*** Supplied material

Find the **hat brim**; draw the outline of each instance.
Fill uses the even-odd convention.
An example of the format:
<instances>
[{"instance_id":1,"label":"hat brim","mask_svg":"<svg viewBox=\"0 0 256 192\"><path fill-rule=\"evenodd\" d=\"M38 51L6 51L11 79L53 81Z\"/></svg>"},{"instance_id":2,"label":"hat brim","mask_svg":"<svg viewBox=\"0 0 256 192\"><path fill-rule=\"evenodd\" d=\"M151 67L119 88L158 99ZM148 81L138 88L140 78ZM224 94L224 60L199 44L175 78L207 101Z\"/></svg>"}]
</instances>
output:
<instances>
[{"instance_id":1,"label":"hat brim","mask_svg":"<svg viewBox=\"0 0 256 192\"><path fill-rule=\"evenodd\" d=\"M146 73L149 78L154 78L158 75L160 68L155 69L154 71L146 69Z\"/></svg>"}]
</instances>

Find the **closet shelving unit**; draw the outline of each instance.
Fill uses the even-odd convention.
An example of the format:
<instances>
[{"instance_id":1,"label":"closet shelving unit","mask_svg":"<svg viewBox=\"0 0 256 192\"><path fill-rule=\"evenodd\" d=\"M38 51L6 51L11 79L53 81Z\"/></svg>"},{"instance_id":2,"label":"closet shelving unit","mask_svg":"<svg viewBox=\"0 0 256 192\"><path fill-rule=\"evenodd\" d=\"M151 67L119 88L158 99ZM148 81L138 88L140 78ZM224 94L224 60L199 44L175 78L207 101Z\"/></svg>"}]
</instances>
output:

******
*** Supplied material

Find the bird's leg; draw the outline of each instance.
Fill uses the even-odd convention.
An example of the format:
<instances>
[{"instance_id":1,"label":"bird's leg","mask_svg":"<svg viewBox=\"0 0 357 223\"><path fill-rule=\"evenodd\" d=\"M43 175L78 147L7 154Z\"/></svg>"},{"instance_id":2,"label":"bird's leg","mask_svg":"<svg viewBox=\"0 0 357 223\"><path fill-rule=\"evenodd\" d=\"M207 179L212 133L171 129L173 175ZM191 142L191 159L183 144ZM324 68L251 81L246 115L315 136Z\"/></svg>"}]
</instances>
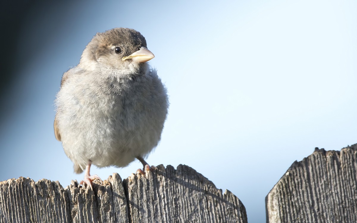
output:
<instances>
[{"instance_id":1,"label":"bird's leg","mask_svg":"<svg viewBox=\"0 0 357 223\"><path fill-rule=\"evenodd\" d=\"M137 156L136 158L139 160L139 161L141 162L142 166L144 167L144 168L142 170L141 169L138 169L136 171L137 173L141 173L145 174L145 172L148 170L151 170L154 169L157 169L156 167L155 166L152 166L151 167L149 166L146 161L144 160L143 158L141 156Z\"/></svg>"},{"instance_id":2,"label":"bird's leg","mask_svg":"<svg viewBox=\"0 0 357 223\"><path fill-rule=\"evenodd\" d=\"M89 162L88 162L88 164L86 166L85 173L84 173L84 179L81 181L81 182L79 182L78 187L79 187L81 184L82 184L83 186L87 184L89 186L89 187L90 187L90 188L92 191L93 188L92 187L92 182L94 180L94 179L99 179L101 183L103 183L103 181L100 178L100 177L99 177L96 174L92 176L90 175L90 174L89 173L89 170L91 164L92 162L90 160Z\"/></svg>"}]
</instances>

******

Select each line in the records above that contains the word "closet", and copy those lines out.

Find the **closet shelving unit**; draw the outline of each instance.
[{"instance_id":1,"label":"closet shelving unit","mask_svg":"<svg viewBox=\"0 0 256 192\"><path fill-rule=\"evenodd\" d=\"M38 51L6 51L11 79L53 81Z\"/></svg>"},{"instance_id":2,"label":"closet shelving unit","mask_svg":"<svg viewBox=\"0 0 256 192\"><path fill-rule=\"evenodd\" d=\"M151 67L119 88L158 99ZM148 81L138 88L140 78ZM224 94L224 60L199 44L175 78L207 101Z\"/></svg>"}]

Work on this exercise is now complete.